[START]

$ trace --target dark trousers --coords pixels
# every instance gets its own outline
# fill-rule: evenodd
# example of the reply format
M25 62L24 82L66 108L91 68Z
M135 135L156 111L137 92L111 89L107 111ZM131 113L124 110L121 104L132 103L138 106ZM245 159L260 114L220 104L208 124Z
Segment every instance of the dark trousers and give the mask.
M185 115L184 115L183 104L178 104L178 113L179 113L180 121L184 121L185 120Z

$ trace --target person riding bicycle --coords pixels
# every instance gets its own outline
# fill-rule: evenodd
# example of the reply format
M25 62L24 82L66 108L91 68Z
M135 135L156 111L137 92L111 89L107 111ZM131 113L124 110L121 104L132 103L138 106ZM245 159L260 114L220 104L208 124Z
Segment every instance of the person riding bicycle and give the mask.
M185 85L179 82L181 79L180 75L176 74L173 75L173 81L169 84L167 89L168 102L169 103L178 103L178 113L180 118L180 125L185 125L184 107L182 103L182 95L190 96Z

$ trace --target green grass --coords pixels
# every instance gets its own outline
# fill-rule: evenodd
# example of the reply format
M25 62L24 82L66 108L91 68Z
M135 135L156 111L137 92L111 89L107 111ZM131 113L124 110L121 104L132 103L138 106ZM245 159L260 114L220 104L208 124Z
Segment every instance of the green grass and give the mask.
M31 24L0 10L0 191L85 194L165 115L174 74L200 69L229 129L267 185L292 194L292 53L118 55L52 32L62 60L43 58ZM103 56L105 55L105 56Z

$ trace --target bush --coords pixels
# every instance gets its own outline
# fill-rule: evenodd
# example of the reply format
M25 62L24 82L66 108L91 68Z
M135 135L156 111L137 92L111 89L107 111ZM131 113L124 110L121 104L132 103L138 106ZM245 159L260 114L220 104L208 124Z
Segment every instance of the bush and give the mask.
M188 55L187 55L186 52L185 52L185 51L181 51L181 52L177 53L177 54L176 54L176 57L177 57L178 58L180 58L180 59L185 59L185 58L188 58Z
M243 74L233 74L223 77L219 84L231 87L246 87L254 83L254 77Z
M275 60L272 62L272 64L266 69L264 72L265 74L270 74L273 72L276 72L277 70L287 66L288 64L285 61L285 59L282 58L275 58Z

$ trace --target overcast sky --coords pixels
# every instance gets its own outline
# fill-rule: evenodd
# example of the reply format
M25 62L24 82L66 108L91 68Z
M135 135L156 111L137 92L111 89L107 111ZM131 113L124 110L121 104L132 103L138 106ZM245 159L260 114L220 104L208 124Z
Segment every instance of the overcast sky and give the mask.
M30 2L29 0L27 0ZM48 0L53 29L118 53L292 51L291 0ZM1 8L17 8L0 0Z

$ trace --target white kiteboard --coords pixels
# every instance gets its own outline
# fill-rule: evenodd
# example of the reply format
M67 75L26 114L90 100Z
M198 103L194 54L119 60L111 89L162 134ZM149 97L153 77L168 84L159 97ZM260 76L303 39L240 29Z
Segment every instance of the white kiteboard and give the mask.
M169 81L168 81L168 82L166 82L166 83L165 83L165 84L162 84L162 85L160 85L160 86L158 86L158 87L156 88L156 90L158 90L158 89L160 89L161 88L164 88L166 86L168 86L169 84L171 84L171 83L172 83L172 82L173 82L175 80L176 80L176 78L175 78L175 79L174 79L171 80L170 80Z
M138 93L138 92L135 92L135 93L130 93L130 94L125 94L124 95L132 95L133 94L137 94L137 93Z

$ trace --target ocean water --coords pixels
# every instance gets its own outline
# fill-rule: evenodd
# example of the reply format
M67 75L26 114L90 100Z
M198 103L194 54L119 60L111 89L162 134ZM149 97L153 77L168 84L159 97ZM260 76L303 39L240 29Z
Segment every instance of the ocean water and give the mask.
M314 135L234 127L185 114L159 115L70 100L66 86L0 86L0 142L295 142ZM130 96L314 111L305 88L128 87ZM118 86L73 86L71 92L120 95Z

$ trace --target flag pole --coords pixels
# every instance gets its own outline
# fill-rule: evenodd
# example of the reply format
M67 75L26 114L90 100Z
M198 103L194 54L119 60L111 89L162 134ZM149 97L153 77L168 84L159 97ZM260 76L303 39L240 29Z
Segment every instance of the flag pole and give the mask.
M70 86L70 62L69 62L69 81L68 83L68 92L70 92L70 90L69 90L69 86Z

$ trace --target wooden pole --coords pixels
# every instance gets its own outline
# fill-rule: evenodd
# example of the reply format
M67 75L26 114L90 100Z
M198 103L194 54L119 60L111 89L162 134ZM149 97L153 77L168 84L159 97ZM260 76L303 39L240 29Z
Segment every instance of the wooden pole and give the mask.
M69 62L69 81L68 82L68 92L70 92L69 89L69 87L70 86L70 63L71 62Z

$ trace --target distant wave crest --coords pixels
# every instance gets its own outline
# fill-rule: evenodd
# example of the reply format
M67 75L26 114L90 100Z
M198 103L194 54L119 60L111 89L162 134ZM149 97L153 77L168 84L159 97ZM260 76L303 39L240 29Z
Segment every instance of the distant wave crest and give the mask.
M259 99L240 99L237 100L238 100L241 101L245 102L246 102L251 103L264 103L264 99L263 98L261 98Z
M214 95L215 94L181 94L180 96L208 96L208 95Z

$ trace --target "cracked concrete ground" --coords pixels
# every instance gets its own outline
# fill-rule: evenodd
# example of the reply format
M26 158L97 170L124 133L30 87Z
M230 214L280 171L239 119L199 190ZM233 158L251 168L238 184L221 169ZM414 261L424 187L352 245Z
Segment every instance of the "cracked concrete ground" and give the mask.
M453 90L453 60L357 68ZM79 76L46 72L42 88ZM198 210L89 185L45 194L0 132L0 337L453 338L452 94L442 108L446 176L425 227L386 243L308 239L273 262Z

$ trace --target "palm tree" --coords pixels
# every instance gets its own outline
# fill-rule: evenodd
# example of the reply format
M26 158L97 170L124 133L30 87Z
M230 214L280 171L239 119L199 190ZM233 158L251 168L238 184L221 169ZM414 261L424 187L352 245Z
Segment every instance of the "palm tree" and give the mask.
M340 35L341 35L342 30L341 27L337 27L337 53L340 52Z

[END]

* Stated problem:
Repeat the entries word for word, starting at their first line and stopping after the line that contains "M185 85L179 82L181".

* Output for this task:
$ trace --target dark trousers --coords pixels
# every instance gets its own outline
# fill-rule: evenodd
# example of the reply format
M25 62L24 82L66 108L91 68Z
M135 135L156 111L137 92L111 89L107 111ZM131 113L124 110L121 104L132 103L138 106ZM245 159L260 114L220 104L208 124Z
Segment every instance of the dark trousers and give the mask.
M185 115L184 115L183 104L178 104L178 113L179 113L180 121L184 121L185 120Z

$ trace --target person riding bicycle --coords pixels
# every instance gets its own outline
# fill-rule: evenodd
# example of the reply format
M25 62L24 82L66 108L91 68Z
M135 135L156 111L137 92L111 89L107 111ZM131 113L124 110L121 104L132 103L138 106ZM245 159L260 114L220 104L208 124Z
Segment every instance of the person riding bicycle and give the mask.
M185 85L179 82L181 79L180 75L176 74L173 75L173 81L169 84L167 89L168 102L169 103L178 103L178 113L180 118L180 125L185 125L184 107L182 103L182 95L190 96Z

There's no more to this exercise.